* GIVEN TASK
Copy out every line of the records below, from the line with "mark green stem | bbox" up to and including the line with "[113,473,210,551]", and add 137 to each bounding-box coordinate. Keep all other text on those lines unchanged.

* INPUT ROWS
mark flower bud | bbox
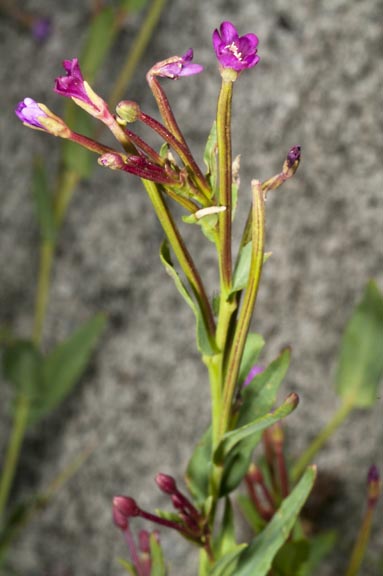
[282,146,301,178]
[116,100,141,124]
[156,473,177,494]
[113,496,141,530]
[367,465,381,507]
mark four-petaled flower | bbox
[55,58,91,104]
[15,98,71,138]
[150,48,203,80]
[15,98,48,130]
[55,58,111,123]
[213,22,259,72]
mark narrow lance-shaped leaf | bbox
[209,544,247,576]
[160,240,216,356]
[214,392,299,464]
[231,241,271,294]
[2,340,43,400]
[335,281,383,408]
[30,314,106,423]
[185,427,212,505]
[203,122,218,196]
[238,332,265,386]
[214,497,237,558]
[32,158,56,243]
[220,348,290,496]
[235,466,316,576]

---

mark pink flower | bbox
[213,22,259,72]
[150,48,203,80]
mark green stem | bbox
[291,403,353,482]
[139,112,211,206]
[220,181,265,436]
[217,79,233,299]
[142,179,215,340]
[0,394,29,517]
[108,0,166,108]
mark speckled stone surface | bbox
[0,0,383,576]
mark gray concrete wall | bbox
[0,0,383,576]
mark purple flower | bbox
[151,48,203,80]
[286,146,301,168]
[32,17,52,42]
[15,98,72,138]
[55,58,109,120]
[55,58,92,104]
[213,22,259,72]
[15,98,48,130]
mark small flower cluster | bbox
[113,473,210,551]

* EXERCISE SOLUTION
mark green stem | bbox
[428,540,490,619]
[276,249,348,343]
[357,318,402,573]
[354,216,370,436]
[279,316,352,477]
[137,531,166,654]
[245,137,303,245]
mark speckled stone surface | bbox
[137,137,520,713]
mark gray concrete wall | bbox
[137,137,520,713]
mark purple flower | bbox
[288,185,340,217]
[423,283,438,305]
[169,154,189,179]
[152,235,209,275]
[192,195,246,257]
[192,195,229,241]
[350,159,396,209]
[152,235,185,267]
mark small flower cluster | bbox
[250,610,347,688]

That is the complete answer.